What is needed: The output should be every line below that includes the word "boulder".

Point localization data
+---+

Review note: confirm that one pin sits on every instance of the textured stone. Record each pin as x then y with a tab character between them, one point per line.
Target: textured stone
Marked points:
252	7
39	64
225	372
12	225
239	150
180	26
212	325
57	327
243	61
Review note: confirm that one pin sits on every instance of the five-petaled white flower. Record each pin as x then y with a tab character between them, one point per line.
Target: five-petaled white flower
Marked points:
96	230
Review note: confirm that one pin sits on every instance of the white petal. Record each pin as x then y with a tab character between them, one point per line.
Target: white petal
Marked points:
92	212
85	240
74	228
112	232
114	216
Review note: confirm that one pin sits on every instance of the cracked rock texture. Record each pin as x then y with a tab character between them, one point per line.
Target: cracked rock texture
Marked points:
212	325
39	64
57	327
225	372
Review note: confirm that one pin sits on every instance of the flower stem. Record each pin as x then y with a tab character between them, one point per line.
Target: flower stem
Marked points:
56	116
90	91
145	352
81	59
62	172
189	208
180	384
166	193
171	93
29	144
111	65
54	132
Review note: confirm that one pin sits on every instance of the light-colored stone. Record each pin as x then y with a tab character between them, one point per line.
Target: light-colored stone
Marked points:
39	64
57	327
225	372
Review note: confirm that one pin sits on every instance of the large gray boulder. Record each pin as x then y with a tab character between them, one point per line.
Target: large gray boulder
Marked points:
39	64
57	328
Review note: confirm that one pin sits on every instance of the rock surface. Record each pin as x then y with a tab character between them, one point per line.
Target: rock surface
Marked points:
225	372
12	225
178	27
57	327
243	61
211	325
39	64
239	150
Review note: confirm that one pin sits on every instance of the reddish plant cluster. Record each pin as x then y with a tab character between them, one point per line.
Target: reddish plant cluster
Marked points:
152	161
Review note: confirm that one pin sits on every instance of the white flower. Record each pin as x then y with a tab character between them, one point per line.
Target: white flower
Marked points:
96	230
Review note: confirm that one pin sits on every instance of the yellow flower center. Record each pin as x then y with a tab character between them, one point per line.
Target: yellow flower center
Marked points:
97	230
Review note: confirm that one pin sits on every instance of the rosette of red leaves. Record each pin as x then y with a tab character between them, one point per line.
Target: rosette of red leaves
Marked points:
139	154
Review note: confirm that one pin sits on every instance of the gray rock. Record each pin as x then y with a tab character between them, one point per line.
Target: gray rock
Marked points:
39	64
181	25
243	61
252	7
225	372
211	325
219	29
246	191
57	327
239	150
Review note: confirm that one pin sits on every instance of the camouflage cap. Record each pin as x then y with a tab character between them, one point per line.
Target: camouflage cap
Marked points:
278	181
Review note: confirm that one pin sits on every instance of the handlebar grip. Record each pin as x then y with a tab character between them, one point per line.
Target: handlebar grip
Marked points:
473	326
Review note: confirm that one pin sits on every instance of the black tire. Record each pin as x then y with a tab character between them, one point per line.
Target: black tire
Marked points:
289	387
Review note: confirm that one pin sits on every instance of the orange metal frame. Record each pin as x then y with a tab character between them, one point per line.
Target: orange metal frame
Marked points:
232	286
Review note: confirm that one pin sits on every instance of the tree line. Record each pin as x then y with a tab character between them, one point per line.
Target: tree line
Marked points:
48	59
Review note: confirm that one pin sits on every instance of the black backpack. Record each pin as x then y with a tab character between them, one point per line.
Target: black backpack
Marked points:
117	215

+---+

Completed exercise:
Review note: confirm that one pin sits on every instance of the large gray boulder. Record each pin as x then y with a tab character between them, one point per line.
Target: large gray boulder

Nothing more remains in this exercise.